(Exercise):
Report every line of the records below that contains the string "shelving", matching case exactly.

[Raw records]
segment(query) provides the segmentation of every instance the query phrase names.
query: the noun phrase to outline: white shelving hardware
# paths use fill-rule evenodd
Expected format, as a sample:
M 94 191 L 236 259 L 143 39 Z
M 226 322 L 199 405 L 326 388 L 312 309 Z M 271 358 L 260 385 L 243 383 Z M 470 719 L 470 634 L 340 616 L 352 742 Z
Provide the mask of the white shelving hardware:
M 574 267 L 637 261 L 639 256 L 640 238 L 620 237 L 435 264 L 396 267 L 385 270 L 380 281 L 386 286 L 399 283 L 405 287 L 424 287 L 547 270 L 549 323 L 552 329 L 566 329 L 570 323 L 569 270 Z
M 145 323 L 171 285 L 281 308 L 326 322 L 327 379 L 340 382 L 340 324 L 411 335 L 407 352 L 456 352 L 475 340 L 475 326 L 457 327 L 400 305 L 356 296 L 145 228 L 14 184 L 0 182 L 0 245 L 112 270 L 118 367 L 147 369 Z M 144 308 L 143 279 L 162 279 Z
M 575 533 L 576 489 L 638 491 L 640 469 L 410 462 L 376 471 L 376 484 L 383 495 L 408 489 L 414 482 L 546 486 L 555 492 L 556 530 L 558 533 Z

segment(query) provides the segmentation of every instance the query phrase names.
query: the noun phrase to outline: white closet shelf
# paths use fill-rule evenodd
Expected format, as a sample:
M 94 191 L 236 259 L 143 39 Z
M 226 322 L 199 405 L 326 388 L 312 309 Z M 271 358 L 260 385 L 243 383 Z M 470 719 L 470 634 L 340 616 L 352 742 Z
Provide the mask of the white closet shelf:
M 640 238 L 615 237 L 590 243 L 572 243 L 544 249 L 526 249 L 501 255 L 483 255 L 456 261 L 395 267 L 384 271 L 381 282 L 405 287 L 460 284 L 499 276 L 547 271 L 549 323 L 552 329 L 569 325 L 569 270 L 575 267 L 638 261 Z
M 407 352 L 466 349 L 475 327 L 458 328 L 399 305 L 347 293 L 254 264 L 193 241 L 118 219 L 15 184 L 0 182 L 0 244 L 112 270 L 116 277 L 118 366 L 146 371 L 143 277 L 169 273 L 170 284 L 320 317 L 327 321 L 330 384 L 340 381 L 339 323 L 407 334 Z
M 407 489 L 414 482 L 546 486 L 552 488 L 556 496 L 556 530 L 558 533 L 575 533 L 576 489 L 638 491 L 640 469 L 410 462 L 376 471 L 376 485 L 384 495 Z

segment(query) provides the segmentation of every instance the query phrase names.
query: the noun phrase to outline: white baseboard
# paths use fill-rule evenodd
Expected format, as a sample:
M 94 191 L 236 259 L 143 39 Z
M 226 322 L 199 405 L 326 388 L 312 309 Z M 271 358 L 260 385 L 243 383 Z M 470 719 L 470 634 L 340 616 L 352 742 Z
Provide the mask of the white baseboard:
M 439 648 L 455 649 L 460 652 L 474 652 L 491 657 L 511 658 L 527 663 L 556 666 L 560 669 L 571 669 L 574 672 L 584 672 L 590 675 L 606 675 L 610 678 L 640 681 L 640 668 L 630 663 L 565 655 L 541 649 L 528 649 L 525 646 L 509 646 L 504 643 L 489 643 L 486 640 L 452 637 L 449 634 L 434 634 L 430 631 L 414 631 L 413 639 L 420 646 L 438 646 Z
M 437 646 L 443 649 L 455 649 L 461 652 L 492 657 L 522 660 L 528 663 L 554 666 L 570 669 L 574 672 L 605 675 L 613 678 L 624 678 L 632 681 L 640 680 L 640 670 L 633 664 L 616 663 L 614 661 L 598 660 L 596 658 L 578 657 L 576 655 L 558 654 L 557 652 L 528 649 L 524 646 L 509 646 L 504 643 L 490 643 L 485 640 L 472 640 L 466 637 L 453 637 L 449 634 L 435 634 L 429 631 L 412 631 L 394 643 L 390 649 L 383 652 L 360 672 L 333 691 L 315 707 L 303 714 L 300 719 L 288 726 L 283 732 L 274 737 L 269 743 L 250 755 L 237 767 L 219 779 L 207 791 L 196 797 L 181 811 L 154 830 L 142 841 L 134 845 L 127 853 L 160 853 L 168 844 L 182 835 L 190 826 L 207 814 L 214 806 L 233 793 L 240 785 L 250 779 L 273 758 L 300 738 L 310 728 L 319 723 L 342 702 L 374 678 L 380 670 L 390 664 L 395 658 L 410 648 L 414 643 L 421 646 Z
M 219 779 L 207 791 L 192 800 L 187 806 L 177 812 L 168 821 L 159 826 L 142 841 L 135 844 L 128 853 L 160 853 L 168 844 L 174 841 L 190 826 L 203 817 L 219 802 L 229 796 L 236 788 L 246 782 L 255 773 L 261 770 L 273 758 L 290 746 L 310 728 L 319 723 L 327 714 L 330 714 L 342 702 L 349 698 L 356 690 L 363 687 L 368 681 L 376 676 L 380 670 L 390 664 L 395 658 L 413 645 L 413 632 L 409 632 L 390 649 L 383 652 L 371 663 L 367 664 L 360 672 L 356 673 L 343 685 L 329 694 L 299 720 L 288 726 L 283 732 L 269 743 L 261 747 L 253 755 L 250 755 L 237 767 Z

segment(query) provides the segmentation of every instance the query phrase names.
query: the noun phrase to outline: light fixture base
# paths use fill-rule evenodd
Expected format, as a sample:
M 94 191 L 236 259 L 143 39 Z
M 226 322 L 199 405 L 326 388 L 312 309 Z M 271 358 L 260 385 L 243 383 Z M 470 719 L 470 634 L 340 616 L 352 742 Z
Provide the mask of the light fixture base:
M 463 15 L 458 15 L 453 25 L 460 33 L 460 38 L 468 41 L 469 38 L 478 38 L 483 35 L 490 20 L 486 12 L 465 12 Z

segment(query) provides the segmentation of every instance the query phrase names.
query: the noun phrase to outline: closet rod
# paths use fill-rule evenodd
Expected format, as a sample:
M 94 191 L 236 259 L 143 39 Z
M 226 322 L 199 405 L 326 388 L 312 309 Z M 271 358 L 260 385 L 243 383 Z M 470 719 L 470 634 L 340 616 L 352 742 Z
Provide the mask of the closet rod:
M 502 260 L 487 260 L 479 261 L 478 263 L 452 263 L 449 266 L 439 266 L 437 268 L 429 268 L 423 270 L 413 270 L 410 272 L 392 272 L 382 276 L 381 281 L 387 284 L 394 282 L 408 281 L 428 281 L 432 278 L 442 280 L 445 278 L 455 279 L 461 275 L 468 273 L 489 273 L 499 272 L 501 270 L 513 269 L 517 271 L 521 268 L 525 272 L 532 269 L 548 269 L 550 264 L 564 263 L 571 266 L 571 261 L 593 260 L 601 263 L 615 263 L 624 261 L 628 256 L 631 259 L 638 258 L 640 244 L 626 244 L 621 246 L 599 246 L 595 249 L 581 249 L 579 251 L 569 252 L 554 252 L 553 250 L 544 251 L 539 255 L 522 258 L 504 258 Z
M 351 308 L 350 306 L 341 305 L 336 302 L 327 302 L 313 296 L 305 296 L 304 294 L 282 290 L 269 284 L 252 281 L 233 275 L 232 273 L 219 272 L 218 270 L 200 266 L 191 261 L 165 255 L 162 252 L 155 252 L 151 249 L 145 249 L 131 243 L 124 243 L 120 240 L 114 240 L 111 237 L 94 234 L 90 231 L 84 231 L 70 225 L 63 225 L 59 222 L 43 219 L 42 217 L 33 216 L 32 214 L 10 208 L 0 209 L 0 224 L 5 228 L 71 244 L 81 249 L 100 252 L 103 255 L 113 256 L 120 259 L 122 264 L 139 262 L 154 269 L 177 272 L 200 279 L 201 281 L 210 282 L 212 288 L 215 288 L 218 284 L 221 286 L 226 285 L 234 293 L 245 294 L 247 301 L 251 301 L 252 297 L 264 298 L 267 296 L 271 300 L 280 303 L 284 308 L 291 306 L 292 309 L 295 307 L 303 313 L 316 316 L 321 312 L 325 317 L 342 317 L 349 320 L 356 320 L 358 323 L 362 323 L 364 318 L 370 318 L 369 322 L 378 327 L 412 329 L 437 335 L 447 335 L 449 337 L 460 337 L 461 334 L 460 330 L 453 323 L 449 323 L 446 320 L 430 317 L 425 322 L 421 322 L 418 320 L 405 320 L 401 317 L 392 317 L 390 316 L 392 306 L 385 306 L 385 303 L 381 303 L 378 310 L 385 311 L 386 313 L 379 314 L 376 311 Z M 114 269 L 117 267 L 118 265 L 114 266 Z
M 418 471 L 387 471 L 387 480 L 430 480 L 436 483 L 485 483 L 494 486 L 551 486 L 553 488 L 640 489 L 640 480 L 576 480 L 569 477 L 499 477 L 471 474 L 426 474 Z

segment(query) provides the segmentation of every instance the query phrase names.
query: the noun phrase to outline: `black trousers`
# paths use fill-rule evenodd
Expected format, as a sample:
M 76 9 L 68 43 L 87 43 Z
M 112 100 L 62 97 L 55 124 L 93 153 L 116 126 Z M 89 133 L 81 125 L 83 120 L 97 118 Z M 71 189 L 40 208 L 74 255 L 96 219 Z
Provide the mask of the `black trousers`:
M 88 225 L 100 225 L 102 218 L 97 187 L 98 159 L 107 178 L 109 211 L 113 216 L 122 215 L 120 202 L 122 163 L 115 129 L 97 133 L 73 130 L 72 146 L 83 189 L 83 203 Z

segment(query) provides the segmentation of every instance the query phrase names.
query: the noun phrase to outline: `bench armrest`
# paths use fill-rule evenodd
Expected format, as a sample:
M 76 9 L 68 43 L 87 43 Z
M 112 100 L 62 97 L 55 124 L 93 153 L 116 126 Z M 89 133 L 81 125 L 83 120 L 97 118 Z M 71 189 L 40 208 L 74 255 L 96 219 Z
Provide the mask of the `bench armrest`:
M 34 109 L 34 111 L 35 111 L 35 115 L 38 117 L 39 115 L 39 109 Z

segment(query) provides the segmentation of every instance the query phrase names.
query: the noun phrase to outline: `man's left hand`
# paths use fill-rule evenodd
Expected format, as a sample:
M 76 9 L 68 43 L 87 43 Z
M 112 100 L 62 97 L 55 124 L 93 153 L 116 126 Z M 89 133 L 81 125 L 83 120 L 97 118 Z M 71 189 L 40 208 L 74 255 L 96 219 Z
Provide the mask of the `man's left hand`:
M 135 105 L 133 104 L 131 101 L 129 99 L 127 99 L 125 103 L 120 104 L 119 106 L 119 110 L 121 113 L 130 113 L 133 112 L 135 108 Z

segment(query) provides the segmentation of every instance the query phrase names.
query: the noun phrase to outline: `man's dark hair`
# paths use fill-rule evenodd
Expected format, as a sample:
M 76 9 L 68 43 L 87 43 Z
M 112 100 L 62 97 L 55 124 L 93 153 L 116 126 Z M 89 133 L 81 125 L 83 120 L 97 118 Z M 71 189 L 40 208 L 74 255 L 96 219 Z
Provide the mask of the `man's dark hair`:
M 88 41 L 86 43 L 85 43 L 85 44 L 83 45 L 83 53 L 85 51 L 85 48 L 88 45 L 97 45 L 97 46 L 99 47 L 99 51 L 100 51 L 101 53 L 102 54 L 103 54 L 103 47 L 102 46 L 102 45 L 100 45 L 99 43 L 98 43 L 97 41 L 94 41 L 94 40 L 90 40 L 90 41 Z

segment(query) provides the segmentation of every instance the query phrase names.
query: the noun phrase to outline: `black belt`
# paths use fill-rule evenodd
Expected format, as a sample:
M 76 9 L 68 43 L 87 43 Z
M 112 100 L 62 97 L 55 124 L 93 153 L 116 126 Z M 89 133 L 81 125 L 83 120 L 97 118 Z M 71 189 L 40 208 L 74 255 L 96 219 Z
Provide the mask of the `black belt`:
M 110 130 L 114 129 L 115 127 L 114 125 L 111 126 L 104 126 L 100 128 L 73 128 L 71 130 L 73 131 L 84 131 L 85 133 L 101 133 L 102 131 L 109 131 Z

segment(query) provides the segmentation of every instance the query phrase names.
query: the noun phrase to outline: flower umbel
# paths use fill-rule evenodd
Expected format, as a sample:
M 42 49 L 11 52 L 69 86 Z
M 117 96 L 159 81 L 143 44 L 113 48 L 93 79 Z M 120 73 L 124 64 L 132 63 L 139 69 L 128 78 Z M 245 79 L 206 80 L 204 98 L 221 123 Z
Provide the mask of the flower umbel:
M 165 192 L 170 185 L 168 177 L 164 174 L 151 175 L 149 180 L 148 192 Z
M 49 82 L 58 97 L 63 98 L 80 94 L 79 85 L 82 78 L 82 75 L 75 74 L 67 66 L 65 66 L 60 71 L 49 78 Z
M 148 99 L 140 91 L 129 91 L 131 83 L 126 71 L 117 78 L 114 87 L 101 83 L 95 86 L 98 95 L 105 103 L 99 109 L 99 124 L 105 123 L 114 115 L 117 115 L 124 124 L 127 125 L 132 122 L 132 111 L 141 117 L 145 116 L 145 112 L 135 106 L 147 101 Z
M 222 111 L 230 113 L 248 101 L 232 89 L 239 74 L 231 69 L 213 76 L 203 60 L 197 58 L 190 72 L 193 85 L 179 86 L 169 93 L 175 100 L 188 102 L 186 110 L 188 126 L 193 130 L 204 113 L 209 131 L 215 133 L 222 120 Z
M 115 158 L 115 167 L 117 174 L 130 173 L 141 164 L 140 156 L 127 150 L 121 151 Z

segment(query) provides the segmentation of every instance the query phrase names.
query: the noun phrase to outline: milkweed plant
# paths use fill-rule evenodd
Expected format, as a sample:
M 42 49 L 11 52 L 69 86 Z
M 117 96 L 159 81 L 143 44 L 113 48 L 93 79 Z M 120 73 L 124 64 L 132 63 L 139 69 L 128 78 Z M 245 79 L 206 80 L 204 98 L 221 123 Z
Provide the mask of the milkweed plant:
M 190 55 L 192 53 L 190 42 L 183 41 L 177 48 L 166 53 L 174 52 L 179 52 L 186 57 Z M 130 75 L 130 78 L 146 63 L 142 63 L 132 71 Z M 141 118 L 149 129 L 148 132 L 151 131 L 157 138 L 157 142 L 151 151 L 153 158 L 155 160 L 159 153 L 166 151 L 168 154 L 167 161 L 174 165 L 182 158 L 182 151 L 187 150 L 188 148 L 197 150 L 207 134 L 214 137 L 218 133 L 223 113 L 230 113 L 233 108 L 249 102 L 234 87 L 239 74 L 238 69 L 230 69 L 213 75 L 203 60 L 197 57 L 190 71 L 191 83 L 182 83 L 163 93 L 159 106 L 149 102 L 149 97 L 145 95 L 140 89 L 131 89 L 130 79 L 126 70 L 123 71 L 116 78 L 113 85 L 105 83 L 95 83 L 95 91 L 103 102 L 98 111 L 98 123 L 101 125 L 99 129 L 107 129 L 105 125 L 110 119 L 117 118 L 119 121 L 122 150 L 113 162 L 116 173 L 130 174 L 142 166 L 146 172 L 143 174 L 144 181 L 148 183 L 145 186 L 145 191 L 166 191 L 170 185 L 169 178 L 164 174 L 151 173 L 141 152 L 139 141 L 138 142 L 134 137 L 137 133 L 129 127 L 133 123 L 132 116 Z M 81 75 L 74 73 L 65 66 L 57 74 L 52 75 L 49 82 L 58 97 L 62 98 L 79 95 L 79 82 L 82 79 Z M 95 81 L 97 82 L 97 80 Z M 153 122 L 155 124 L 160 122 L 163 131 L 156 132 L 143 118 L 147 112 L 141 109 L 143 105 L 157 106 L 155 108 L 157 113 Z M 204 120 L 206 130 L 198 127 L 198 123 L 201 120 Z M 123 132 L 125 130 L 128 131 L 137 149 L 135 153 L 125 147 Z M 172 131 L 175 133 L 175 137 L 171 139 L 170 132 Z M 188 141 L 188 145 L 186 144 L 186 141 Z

(Solution):
query: the noun phrase to outline: white shelving hardware
Provide the mask of the white shelving hardware:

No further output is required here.